* Activities *
1/ In the text on Clearview Elementary School, what was the school built with instead of a wood frame?
2/ Please print the Clearview Elementary School text from "24 February 2010" to "low utility costs.".

* Reading passage *
Clearview Elementary School – USA

24 February 2010

Hanover, Penn. – Pennsylvania’s first LEED-registered school building is helping students earn high marks while parents reap the benefits of its low utility costs.

Clearview Elementary School in Hanover, Penn., was built to compete. Now, in its first month of operation, Clearview is not your traditional wood-framed school. It was constructed with ECO-Block insulating concrete forms (ICFs). John Boecker, the lead architect on the project and founding chair of the AIA Pennsylvania Committee on the Environment, used ECO-Block as a key strategy in putting this high-performance facility to the test. His team designed Clearview to achieve U.S. Green Building Council (GBC) Leadership in Energy & Environmental Design (LEED) Certification. Clearview was also one of five buildings selected nationwide to represent the U.S. team at the 2002 GBC Sustainable Buildings Conference held last fall in Oslo, Norway.

LEED distinguishes building projects that have demonstrated a commitment to sustainable site issues, water savings, energy efficiency, materials selection and indoor environmental quality. The level of LEED certification a project receives depends on the number of credits earned for various criteria.

“From the beginning, we aimed to achieve LEED Silver Level Certification,” said Boecker, a LEED-accredited architect with L. Robert Kimball & Associates, Harrisburg, Penn. “Now it appears that we have a chance to obtain gold. We set out for Clearview to be a place where students thrive and parents and taxpayers get the most for their money, both up front and over the life of the building. ECO-Block was a powerful component for garnering these results.”

The ECO-Block ICF system is just one of the resources Boecker utilized to achieve the best possible LEED rating. Under-floor plenums for ventilation provide fresh air to keep students and teachers alert, healthy, and focused on learning. Thermal windows with daylighting strategies offer more than three times more natural illumination than conventional classrooms and help cut energy consumption in half. These strategies have also been shown to significantly augment student performance. A recent study by the California Board for Energy Efficiency showed that the learning rates for elementary students in classrooms with daylight increased 20% to 26% as measured by math and reading test scores when compared to student performance in non-daylighted classrooms.

“Since opening in December, I’ve noticed that students and staff are better at focusing on learning rather than the environment,” said Josephine Bookwalter, Clearview Elementary principal. “They’re not distracted with cold temperatures, squinting to see the board and other daily stresses. Our utility bills are benefiting, too.”

* Data under study *
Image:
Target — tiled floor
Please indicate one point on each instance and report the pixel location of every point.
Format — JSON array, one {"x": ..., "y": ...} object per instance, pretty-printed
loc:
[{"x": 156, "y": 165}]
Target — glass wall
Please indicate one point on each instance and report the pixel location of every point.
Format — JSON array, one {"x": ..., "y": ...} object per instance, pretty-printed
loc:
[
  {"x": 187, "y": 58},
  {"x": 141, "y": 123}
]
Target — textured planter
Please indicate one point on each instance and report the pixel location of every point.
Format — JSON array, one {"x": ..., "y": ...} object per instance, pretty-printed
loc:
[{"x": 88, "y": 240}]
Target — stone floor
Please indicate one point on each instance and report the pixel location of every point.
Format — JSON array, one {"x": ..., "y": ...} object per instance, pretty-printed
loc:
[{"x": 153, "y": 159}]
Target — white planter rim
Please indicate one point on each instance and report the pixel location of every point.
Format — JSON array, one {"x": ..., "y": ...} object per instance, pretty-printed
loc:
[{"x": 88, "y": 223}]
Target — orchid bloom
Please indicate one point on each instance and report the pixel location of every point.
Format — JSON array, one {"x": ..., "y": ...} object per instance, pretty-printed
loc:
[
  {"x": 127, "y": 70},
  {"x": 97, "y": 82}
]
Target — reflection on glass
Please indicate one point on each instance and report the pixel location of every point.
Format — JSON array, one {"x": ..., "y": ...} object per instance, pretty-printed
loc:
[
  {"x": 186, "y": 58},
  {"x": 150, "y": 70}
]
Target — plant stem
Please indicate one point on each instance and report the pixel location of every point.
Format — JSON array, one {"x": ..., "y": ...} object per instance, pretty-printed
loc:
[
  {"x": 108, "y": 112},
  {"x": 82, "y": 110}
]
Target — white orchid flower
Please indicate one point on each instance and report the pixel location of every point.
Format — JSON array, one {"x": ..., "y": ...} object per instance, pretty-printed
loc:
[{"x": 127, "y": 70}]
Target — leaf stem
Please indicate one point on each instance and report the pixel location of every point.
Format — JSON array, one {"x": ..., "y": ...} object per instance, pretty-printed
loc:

* Solutions to each task *
1/ ECO-Block insulating concrete forms (ICFs).

2/
24 February 2010

Hanover, Penn. – Pennsylvania’s first LEED-registered school building is helping students earn high marks while parents reap the benefits of its low utility costs.